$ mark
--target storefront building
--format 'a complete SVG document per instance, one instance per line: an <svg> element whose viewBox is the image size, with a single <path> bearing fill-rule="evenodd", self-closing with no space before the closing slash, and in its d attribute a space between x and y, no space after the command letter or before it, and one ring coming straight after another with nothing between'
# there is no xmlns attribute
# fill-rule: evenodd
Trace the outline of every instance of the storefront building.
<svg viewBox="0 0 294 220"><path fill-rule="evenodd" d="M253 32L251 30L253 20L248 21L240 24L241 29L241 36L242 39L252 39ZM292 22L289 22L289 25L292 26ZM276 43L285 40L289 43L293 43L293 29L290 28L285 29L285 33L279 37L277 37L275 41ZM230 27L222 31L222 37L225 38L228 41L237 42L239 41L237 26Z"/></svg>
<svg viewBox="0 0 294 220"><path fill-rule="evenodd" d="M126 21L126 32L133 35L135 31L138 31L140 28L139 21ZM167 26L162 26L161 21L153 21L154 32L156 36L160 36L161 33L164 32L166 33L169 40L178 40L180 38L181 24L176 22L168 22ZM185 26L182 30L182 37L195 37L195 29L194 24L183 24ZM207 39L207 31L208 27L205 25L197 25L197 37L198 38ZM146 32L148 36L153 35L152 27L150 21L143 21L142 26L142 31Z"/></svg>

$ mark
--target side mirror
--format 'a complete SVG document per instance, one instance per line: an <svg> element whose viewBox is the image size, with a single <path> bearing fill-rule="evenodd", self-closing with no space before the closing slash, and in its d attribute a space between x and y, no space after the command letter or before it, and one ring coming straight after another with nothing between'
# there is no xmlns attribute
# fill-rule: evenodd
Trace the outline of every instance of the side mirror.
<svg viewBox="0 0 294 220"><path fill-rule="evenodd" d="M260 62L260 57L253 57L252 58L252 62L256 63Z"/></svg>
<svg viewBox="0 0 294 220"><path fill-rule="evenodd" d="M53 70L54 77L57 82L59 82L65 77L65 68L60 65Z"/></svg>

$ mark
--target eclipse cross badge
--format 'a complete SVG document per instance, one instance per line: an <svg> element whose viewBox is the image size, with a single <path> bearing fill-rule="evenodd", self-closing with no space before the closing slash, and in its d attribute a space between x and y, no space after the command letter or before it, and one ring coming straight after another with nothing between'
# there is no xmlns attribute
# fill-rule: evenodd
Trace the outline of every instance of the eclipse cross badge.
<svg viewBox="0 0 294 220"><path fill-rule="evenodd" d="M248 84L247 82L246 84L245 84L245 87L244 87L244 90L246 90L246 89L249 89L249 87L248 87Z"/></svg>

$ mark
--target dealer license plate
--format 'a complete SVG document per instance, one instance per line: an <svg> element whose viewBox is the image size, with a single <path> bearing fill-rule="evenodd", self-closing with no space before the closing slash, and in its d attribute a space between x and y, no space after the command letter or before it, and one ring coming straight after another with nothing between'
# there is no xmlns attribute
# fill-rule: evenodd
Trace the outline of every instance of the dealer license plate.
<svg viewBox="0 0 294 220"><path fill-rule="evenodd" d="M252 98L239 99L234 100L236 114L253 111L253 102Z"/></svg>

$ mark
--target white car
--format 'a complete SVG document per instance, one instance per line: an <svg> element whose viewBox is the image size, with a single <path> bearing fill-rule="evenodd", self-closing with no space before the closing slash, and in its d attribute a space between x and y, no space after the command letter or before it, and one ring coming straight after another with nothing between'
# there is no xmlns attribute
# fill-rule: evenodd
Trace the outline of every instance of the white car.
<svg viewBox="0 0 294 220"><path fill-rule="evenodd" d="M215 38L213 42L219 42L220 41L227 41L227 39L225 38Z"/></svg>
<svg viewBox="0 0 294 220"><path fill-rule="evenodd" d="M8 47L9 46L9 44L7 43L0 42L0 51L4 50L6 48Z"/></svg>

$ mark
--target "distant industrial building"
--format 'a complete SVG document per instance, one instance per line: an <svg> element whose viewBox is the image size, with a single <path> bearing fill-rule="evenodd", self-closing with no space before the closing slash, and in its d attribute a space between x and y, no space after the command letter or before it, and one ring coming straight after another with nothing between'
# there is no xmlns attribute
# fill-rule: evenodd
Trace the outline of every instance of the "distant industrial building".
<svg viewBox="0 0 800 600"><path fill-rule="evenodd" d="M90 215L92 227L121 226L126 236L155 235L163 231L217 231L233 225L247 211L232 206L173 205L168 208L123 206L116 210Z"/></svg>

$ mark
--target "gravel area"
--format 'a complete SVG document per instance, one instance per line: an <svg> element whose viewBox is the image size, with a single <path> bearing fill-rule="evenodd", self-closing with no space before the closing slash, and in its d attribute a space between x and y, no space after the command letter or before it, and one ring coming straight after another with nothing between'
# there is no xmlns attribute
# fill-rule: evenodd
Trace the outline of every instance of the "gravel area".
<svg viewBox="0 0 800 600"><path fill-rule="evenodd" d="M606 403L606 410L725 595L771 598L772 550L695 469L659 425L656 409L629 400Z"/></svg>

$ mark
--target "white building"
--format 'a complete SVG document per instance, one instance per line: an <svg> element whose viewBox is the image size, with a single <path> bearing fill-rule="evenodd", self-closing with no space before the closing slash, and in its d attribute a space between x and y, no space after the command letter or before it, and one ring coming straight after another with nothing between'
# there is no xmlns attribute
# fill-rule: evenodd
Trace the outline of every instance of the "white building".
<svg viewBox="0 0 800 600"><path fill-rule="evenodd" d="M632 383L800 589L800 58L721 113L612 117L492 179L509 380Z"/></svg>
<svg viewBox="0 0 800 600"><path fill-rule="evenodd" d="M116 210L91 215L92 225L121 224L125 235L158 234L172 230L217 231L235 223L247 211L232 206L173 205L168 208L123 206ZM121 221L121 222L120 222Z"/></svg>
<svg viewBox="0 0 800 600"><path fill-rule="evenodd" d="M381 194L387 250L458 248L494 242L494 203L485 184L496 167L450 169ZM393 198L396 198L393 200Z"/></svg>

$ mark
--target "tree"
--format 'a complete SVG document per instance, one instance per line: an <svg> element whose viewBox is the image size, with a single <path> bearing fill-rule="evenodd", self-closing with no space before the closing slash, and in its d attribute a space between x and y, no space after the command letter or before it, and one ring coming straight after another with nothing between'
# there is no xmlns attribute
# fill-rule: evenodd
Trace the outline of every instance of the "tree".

- - - - -

Requirements:
Could you repeat all the entries above, swapping "side mirror" for "wing mirror" and leaving everything else unchanged?

Response to this exercise:
$ mark
--target storefront building
--format 'a complete SVG document per instance, one instance per line: an <svg> element whose viewBox is the image size, with a single <path> bearing fill-rule="evenodd", self-closing with no space before the closing slash, and in its d attribute a space between x and y, no space after the command letter or before it, and one ring coming straight after another with nothing between'
# there is no xmlns attribute
# fill-rule: evenodd
Trace the outline of every instance of the storefront building.
<svg viewBox="0 0 294 220"><path fill-rule="evenodd" d="M253 32L251 30L253 20L248 21L240 24L241 29L241 36L242 39L252 39ZM292 22L289 22L289 25L292 26ZM276 43L285 40L289 43L293 43L293 29L290 28L285 29L285 33L279 37L277 37L275 41ZM230 27L222 31L222 37L225 38L228 41L237 42L239 41L237 26Z"/></svg>
<svg viewBox="0 0 294 220"><path fill-rule="evenodd" d="M126 21L126 32L133 35L135 31L138 31L140 28L139 21ZM167 26L162 26L161 21L153 21L154 32L156 36L160 36L161 33L164 32L166 33L169 40L178 40L180 38L181 24L176 22L168 22ZM185 26L182 30L182 37L195 37L195 29L194 24L183 24ZM207 39L207 31L208 27L205 25L197 25L197 37L198 38ZM146 32L148 36L153 35L152 27L150 21L143 21L142 26L142 31Z"/></svg>

$ mark
--target wing mirror
--format 'a complete SVG document per instance, one instance per line: an <svg> element whose viewBox is the image size, with a single <path> bearing fill-rule="evenodd", self-closing with no space before the closing slash, and in its d attribute a space between x and y, no space after the command letter or before it, and one ring coming straight after another with nothing between'
# there is no xmlns attribute
# fill-rule: evenodd
Trace the outline of every instance of the wing mirror.
<svg viewBox="0 0 294 220"><path fill-rule="evenodd" d="M260 62L260 57L253 57L252 58L252 62L256 63Z"/></svg>
<svg viewBox="0 0 294 220"><path fill-rule="evenodd" d="M53 70L54 77L57 82L59 82L65 77L65 68L60 65Z"/></svg>

$ mark
--target eclipse cross badge
--format 'a complete SVG document per instance, one instance per line: an <svg> element whose viewBox is the image size, with a single <path> bearing fill-rule="evenodd", self-closing with no space before the closing slash, and in its d attribute a space between x and y, no space after the command letter or before it, and one ring coming straight after another with nothing between'
# there is no xmlns attribute
# fill-rule: evenodd
Trace the outline of every instance of the eclipse cross badge.
<svg viewBox="0 0 294 220"><path fill-rule="evenodd" d="M248 84L247 82L246 84L245 84L245 87L244 87L244 90L246 90L246 89L249 89L249 87L248 87Z"/></svg>

$ mark
--target dealer license plate
--format 'a complete SVG document per instance, one instance per line: an <svg> element whose viewBox is the image size, with a single <path> bearing fill-rule="evenodd", self-closing with no space before the closing slash, and in its d attribute a space between x and y, no space after the command letter or before it, and one ring coming straight after another with nothing between'
# there is no xmlns attribute
# fill-rule: evenodd
Trace the outline of every instance of the dealer license plate.
<svg viewBox="0 0 294 220"><path fill-rule="evenodd" d="M252 98L239 99L234 100L236 114L253 111L253 102Z"/></svg>

$ mark
--target white car
--format 'a complete SVG document per instance, one instance per line: an <svg> element whose viewBox is the image size, with a single <path> bearing fill-rule="evenodd", self-closing with no space before the closing slash, and in its d attribute a space between x and y, no space after the command letter or before it, and one ring coming straight after another with nothing between'
# there is no xmlns attribute
# fill-rule: evenodd
Trace the outline of every instance of the white car.
<svg viewBox="0 0 294 220"><path fill-rule="evenodd" d="M215 38L213 42L219 42L220 41L227 41L227 39L225 38Z"/></svg>
<svg viewBox="0 0 294 220"><path fill-rule="evenodd" d="M8 47L9 46L9 44L7 43L0 42L0 51L4 50L6 48Z"/></svg>

$ mark
--target "distant industrial building"
--format 'a complete SVG document per instance, one instance per line: an <svg> element whose viewBox is the image size, with a single <path> bearing fill-rule="evenodd", self-closing with no space before the closing slash, and in its d attribute a space between x and y, no space after the command letter or before it, and one ring coming straight after another with nothing between'
# there is no xmlns attribute
# fill-rule: evenodd
Trace the outline of every instance of the "distant industrial building".
<svg viewBox="0 0 800 600"><path fill-rule="evenodd" d="M90 215L92 227L121 226L126 236L155 235L163 231L217 231L233 225L247 211L232 206L173 205L168 208L123 206L116 210Z"/></svg>

$ mark
--target "gravel area"
--format 'a complete SVG document per instance, one instance per line: an <svg> element whose viewBox is the image size, with a single <path> bearing fill-rule="evenodd", self-closing with no space before the closing slash, and in its d attribute a space between x and y, no space after the command letter or before it, and one ring coming straight after another with nothing between'
# there is no xmlns attribute
# fill-rule: evenodd
Trace the outline of every instance of the "gravel area".
<svg viewBox="0 0 800 600"><path fill-rule="evenodd" d="M606 403L606 410L725 595L771 598L772 550L695 469L659 425L656 409L629 400Z"/></svg>

$ mark
--target "white building"
--format 'a complete SVG document per instance, one instance per line: an <svg> element whose viewBox is the image size, with a single <path> bearing fill-rule="evenodd", self-closing with no space before the closing slash, and in its d attribute a space between x and y, no space after the command letter or before it, and one ring coming straight after another with nothing between'
# there is no xmlns attribute
# fill-rule: evenodd
Trace the outline of every instance of the "white building".
<svg viewBox="0 0 800 600"><path fill-rule="evenodd" d="M632 383L800 589L800 58L721 113L612 117L492 179L509 380Z"/></svg>
<svg viewBox="0 0 800 600"><path fill-rule="evenodd" d="M116 210L91 215L92 225L121 224L125 235L158 234L172 230L217 231L235 223L247 211L232 206L173 205L168 208L123 206ZM121 221L121 222L120 222Z"/></svg>
<svg viewBox="0 0 800 600"><path fill-rule="evenodd" d="M381 194L387 250L458 248L494 242L494 203L485 184L496 167L450 169ZM393 198L396 198L393 200Z"/></svg>

$ mark
--target "tree"
--format 'a complete SVG document per instance, one instance per line: an <svg> element whose viewBox is the image size, with a single <path> bearing fill-rule="evenodd", self-closing with no space before the closing slash, and in its d attribute a space between x and y, no space after the command letter or before it, and one ring coming straight after another with nothing between'
# there is no xmlns attribute
# fill-rule: evenodd
Trace the outline of every instance of the "tree".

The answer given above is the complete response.